What is expected: If a line appears in the data below, it must appear in your answer exactly as given.

Extracted data:

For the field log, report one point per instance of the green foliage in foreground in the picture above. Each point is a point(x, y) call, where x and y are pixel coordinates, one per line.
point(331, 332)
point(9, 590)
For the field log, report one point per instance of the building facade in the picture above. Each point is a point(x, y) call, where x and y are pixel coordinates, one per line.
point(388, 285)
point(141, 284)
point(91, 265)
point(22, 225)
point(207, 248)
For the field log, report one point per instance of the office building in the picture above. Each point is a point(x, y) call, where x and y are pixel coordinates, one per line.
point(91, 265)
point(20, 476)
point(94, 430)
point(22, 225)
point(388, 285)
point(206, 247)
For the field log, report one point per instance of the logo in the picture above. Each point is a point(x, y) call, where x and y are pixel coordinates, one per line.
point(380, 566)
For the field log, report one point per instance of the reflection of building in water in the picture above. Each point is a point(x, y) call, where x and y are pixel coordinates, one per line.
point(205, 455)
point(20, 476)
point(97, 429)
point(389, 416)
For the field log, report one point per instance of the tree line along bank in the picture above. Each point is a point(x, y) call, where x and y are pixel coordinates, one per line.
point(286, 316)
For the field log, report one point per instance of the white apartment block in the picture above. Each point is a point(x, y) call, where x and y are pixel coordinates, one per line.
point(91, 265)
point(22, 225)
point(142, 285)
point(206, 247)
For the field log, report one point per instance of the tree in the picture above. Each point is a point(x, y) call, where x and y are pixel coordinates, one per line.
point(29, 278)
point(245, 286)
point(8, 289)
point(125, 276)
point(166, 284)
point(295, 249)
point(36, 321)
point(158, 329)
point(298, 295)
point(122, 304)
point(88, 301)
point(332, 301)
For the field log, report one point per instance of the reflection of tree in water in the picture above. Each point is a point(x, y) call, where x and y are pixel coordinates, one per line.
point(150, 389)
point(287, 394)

Exercise result:
For the field log, report one point per instance of the green foliage in foreground in the picture above. Each point is a point(x, y) call, where x and y are pixel coordinates, one per line.
point(331, 332)
point(9, 590)
For the field log, report one point per instance of the building facade in the picture above. Each point is a point(x, y) call, where x and y are pixel coordinates, one per line.
point(388, 285)
point(141, 284)
point(91, 265)
point(22, 225)
point(207, 248)
For the field log, report one point per instance of the office building in the picture above. Each point is a point(x, y) call, where x and y are pixel coordinates, one per line.
point(91, 265)
point(20, 476)
point(94, 430)
point(22, 225)
point(388, 285)
point(206, 247)
For the field log, report one point per instance of the logo in the picture above. Each point is a point(x, y) call, where x and y are pixel coordinates, one per line.
point(380, 566)
For the field log, report one point per instance of the reflection of building in water in the picture above. Each point is a point(x, y) call, where x and y are pixel coordinates, one per line.
point(205, 455)
point(20, 476)
point(97, 429)
point(389, 416)
For the field log, report one point per instance of the tree line along bank in the picture above. Each point is a point(x, y) call, where x and y are pixel coordinates, one per line.
point(286, 316)
For the field log, report one point per instance of the white apartment block in the picture above. Each point is a point(x, y) call, where x and y are pixel coordinates, one per line.
point(91, 265)
point(22, 225)
point(142, 285)
point(206, 247)
For the field log, report one point per instance of the tree in the picture above. Each point is a point(x, y) call, where x and y are pixel coordinates, one per line.
point(29, 278)
point(245, 286)
point(8, 289)
point(125, 276)
point(166, 284)
point(295, 249)
point(36, 321)
point(158, 329)
point(298, 295)
point(122, 304)
point(88, 301)
point(332, 301)
For the field log, report one point per instance of the reflection of tree in water in the picture above. Each point is a point(x, y) call, where x and y are pixel coordinates, one per line.
point(150, 389)
point(287, 394)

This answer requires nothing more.